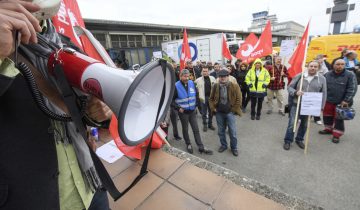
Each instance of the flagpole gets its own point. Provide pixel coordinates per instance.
(301, 83)
(307, 135)
(282, 69)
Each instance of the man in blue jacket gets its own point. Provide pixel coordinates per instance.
(185, 103)
(341, 89)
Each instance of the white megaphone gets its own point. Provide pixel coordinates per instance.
(133, 96)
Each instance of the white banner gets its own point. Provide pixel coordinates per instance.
(287, 48)
(311, 103)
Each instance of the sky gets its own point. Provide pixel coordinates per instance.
(223, 14)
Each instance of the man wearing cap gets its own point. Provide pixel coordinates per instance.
(257, 79)
(341, 89)
(203, 85)
(225, 101)
(185, 103)
(230, 78)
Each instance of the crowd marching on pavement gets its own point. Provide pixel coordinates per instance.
(224, 91)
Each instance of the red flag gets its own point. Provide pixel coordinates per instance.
(185, 52)
(298, 57)
(225, 49)
(67, 18)
(247, 47)
(263, 47)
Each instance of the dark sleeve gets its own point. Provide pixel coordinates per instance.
(174, 105)
(350, 88)
(286, 72)
(327, 64)
(5, 83)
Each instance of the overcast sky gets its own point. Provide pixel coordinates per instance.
(221, 14)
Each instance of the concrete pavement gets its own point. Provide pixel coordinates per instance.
(327, 176)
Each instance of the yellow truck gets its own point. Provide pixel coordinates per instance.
(332, 45)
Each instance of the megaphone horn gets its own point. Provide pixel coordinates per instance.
(132, 95)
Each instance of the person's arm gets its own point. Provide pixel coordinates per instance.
(248, 79)
(267, 78)
(350, 88)
(238, 99)
(324, 91)
(212, 98)
(292, 89)
(16, 16)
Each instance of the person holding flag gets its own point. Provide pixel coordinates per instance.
(276, 86)
(312, 82)
(257, 79)
(60, 169)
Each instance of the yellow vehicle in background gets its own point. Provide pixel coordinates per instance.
(332, 45)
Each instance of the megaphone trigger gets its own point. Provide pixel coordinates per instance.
(132, 95)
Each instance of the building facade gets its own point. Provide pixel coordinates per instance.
(134, 43)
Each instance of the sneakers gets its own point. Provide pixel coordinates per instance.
(206, 151)
(318, 122)
(300, 144)
(177, 138)
(235, 152)
(281, 112)
(335, 140)
(189, 149)
(286, 146)
(221, 149)
(324, 132)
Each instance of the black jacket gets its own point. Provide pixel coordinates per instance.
(28, 160)
(340, 87)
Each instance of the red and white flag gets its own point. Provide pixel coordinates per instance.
(297, 59)
(225, 49)
(263, 47)
(247, 47)
(69, 22)
(185, 52)
(66, 22)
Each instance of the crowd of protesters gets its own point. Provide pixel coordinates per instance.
(224, 91)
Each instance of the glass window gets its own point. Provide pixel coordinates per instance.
(134, 57)
(142, 57)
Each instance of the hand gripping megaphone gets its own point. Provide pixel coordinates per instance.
(133, 96)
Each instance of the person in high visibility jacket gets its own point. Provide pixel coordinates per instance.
(185, 103)
(257, 79)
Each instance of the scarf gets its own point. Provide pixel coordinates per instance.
(64, 132)
(223, 93)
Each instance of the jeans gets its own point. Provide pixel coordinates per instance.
(100, 201)
(289, 136)
(205, 110)
(245, 96)
(258, 101)
(173, 118)
(185, 119)
(222, 120)
(279, 98)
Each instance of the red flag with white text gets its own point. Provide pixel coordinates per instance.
(66, 19)
(185, 52)
(263, 47)
(247, 47)
(298, 57)
(225, 49)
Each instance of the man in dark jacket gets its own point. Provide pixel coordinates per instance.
(185, 103)
(341, 89)
(225, 101)
(41, 166)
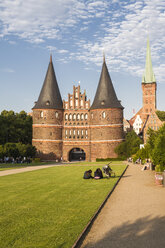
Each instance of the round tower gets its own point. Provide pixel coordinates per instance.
(106, 119)
(48, 118)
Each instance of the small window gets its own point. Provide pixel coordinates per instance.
(103, 115)
(47, 103)
(70, 116)
(56, 114)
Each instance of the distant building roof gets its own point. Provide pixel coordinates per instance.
(148, 76)
(50, 97)
(105, 95)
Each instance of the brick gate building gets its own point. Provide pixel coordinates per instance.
(73, 129)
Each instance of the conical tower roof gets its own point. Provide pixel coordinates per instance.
(50, 97)
(148, 76)
(105, 95)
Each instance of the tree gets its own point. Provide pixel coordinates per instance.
(15, 127)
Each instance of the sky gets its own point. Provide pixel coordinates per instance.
(77, 33)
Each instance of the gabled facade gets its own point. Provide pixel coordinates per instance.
(73, 129)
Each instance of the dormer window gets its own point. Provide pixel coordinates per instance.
(86, 116)
(103, 115)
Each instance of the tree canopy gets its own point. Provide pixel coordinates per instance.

◆ What you have to do ◆
Your response must reproduce every line of the data exactly, with images omitted.

◆ Task answer ◆
Each instance of the flagpole gets its own point. Provide pixel coordinates per instance.
(301, 83)
(307, 135)
(282, 69)
Each instance of the man in blue jacket gets its own point. Provide pixel coordinates per instance.
(185, 103)
(341, 89)
Each instance of the white megaphone gets its own point. Provide pixel coordinates per instance.
(133, 96)
Each instance of the white banner gets its own point. Provide pixel coordinates per instance.
(287, 48)
(311, 103)
Each instance of the sky gets its own point. Provide pixel coordinates per instance.
(223, 14)
Each instance of the man wearing cap gets its own point. Provide pixel coordinates per instance.
(257, 79)
(341, 89)
(203, 85)
(225, 101)
(185, 103)
(230, 78)
Each instance of the crowd marching on pavement gets its own point. Provide pixel coordinates per instance.
(224, 91)
Each instance of the red flag gets its own point. Provide pixel coordinates per instance.
(185, 52)
(298, 57)
(225, 49)
(67, 18)
(247, 47)
(263, 47)
Each instance of the dark sleeve gets its own point. Provide pixel coordinates per instance.
(174, 105)
(350, 88)
(286, 72)
(327, 64)
(5, 83)
Each instance of the overcast sky gets its own point. Provide pixel coordinates per instance.
(221, 14)
Each instance of the concrete pavement gets its own point. Provide pixel coordinates per instance.
(327, 176)
Each instance of the yellow truck gets its own point. Provide pixel coordinates per instance.
(332, 45)
Each instance of the megaphone horn gets its own point. Provide pixel coordinates per instance.
(132, 95)
Each instance of the person's arm gets its own point. Provide pixel coordinates per instance.
(248, 79)
(267, 78)
(350, 88)
(238, 99)
(324, 91)
(212, 98)
(292, 89)
(16, 16)
Each instance of the person holding flag gets its own point. Provide pixel coordinates per instance.
(276, 86)
(312, 82)
(257, 79)
(60, 169)
Each instance of the yellow vehicle in background gets its own point. Provide pixel coordinates per instance.
(332, 45)
Each instance of the megaphone trigger gets its own point. Provide pixel coordinates per instance.
(132, 95)
Each instance of the building facade gets its own point. Provide pixel coordinates per instance.
(134, 43)
Each instance of the sneakers gets its own point. Provide pixel coordinates per instance.
(206, 151)
(318, 122)
(300, 144)
(177, 138)
(235, 152)
(281, 112)
(335, 140)
(189, 149)
(286, 146)
(221, 149)
(324, 132)
Each instance of the black jacket gets its own point. Provide pixel coordinates per instance.
(28, 160)
(340, 87)
Each instance of the red and white flag gets its own point. Provide pixel coordinates per instance.
(297, 59)
(225, 49)
(263, 47)
(247, 47)
(69, 22)
(185, 52)
(66, 22)
Each instance of the crowd of protesters gets its own point. Provide pixel coordinates per instance.
(224, 91)
Each instance of the glass window gets its own point. Provide pixel coordinates per instance.
(134, 57)
(142, 57)
Each instance of the hand gripping megaphone gets its own point. Provide pixel coordinates per instance.
(133, 96)
Each instance of the person in high visibility jacket gets its own point. Provide pixel coordinates per instance.
(185, 103)
(257, 79)
Each instance of the scarf gets its own point. Provide pixel coordinates per instance.
(64, 132)
(223, 93)
Each instance of the jeans gets its own point. Provide pixel coordinates per instance.
(100, 201)
(289, 136)
(205, 110)
(245, 96)
(258, 101)
(173, 118)
(185, 119)
(222, 120)
(279, 98)
Each instance of the red flag with white text gets its own point. Provide pixel coordinates per instance.
(66, 19)
(185, 52)
(263, 47)
(247, 47)
(298, 57)
(225, 49)
Each instance of the man in dark jacket gets its own point. Provide pixel coordinates per instance.
(185, 103)
(341, 89)
(225, 101)
(41, 166)
Each instance of the round tower gets its own point. Provide pixel coordinates per instance.
(106, 119)
(48, 118)
Each instance of the small window gets its own point. Provide pixel coordinates per instance.
(103, 115)
(47, 103)
(70, 116)
(56, 114)
Each instance of the distant building roof gets its own point. Provide pixel coordinates per instance.
(148, 76)
(50, 97)
(105, 95)
Each instance of the brick gate building gets its own point. Provide pixel coordinates per instance.
(73, 129)
Each instance of the conical tower roof gets its own point. Provide pixel coordinates per instance.
(50, 97)
(148, 76)
(105, 95)
Each instance of the tree gets its own point. Provide pixel coordinates per instance.
(15, 127)
Each instance of the sky gets its own point. Provide pixel coordinates per instance.
(77, 33)
Each instance of the gabled facade gets its own point. Provide pixel coordinates per instance.
(73, 129)
Each instance of the dormer window gets its own point. Provide pixel coordinates per instance.
(86, 116)
(103, 115)
Each instance of the tree canopy gets its own point. Provide pixel coordinates per instance.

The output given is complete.